→ Work instructions
How many lines in the records below contain the string "flower"? Case matters. Reply with the number alone.

→ Records shown
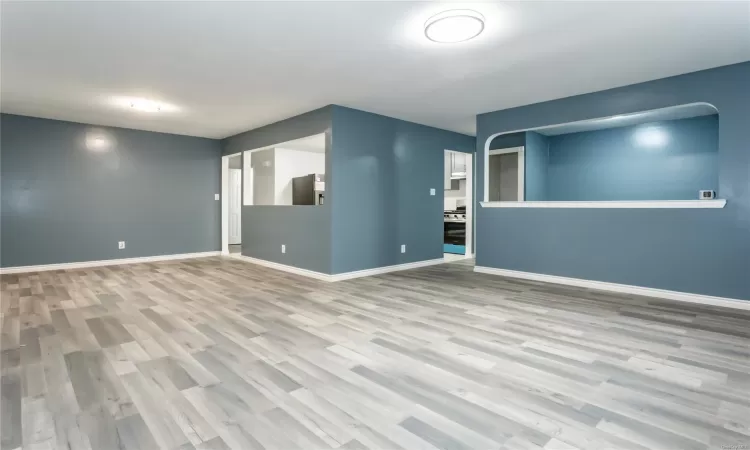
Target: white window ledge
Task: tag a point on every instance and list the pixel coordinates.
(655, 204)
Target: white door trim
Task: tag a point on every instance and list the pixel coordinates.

* * *

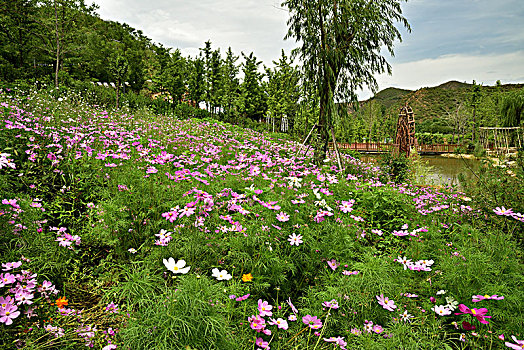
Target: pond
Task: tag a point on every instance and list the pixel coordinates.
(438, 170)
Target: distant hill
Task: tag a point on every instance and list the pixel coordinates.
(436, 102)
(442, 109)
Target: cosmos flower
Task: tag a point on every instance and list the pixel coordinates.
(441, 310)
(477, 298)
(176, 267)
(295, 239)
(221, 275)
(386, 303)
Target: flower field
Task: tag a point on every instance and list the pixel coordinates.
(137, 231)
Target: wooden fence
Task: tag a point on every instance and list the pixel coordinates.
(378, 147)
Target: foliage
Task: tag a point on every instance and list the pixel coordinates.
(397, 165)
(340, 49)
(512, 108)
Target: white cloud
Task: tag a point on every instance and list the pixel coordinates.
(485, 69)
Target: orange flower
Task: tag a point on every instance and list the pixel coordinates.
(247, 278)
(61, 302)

---

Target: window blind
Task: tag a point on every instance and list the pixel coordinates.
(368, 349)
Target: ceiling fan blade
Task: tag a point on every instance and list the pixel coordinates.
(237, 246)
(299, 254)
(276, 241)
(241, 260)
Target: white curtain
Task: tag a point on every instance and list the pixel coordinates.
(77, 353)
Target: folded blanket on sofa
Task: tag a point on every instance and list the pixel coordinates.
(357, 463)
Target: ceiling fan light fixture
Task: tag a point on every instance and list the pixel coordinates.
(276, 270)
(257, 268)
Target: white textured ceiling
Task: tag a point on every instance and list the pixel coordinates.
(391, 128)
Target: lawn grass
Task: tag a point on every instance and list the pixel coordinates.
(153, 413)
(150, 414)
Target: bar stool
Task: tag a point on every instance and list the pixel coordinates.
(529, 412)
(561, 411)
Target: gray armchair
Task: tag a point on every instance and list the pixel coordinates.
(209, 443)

→ Task solution
3